SOURCE TEXT: Begin

Fibromyalgia, Back Pain, Neck Pain and Headaches are often related to treatable sleep problems.
What is Fribromyalgia?
Fibromyalgia is a condition of chronic pain, located in the muscles and soft tissues rather than the joints (it is not an arthritis). It is characterized by tender points that occur in typical locations and that are painful when pressure is applied to them.
Where are tender points typically located?
Common locations include:
- The base of the skull and back of the neck
- The soft tissues over the shoulders
- The chest wall, just below the clavicles (over the pectoralis muscles)
- Along the lateral aspect of the legs, both above and sometimes below the knees
What do tender points look like under a microscope?
Normal tissue! While tender points can be “broken up” and eliminated temporarily by skilled therapeutic massage, using techniques such as accupressure. However, unless aggravating factors are eliminated, they tend to recur.
What other symptoms tend to accompany the pain of Fibromyalgia?
- Persistent fatigue and unrefreshing sleep
- Generalized stiffness
What other problems occur frequently in patients with Fibromyalgia?
- Headaches; TM joint syndrome
- Chronic fatigue
- Irritable bowel syndrome
- Cold sensitivity
- Exercise intolerance
- Complaints of weakness
What are some factors that worsen Fibromyalgia?

SOURCE TEXT: End

- **THINGS TO DO**
- a) Decide whether each statement agrees with the fibromyalgia text, answering yes or no and quoting the words of the text that settle it: (i) Fibromyalgia is a form of arthritis. (ii) Under a microscope, tender points appear as normal tissue. (iii) Once broken up by therapeutic massage, tender points stay gone even if aggravating factors remain.
- b) According to the fibromyalgia text, where is the chronic pain of fibromyalgia located?
- c) Continue the fibromyalgia text from its last line.
The stored items play no part in this work.

GIVEN DATA: Begin

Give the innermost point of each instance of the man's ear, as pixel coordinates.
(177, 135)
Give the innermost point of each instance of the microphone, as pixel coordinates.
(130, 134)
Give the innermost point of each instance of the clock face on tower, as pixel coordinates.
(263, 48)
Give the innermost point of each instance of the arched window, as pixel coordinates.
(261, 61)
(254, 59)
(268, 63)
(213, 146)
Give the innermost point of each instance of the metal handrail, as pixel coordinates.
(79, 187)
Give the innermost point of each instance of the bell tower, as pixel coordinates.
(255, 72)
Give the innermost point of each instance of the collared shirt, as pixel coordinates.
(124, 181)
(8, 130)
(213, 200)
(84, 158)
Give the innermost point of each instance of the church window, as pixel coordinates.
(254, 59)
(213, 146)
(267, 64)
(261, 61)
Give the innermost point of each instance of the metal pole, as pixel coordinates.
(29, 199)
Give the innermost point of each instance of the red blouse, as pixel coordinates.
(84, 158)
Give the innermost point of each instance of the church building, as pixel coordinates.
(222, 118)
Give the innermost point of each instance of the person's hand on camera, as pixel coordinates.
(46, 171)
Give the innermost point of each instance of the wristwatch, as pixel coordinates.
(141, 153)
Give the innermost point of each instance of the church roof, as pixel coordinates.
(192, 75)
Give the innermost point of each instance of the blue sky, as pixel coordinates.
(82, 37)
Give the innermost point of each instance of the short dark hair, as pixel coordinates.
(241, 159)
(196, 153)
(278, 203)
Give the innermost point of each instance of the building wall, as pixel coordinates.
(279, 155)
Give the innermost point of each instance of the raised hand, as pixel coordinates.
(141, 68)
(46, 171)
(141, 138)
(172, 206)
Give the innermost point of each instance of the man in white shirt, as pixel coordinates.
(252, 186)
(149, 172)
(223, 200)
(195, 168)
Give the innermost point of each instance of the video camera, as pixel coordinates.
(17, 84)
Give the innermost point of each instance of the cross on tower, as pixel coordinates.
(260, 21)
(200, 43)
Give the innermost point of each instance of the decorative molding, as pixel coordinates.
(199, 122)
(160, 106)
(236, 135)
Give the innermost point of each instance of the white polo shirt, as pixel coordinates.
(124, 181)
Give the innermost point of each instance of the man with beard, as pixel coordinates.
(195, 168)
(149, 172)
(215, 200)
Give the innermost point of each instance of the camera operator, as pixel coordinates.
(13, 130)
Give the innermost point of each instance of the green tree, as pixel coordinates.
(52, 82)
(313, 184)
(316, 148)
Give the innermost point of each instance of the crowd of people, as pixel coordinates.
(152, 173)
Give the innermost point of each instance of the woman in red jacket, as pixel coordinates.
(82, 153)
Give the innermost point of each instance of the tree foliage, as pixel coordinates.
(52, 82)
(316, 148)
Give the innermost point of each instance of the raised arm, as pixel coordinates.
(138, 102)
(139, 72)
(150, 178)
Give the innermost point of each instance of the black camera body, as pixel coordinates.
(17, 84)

GIVEN DATA: End

- **ANSWERS TO THE TASKS**
- a)
(i) No: "it is not an arthritis"
(ii) Yes: "Normal tissue!"
(iii) No: "unless aggravating factors are eliminated, they tend to recur"

- b) In the muscles and soft tissues rather than the joints.

- c)
- Poor sleep
- Repetitive motion, excessive exercise and poor posture
- Anxiety and depression
How common is Fibromyalgia, and in whom does it tend to occur?
- It has been called the most common cause of chronic, widespread musculoskeletal pain.
- It is more common in women and tends to “run in families”.
What is the relationship between sleep and Fibromyalgia?
- It was found years ago that patients with fibromyalgia tend to have poor quality sleep.
- Early studies noted excessive amounts of alpha activity (the normal waking EEG rhythm of the brain) persisting during sleep: making the person appear as if they were awake and asleep at the same time! Since many patients who sleep lightly and poorly state that they are very aware of everything around them, even during sleep, this finding seems consistent with how they feel! However, this finding of persistent alpha activity is not always present, and it has been noted in patients without fibromyalgia.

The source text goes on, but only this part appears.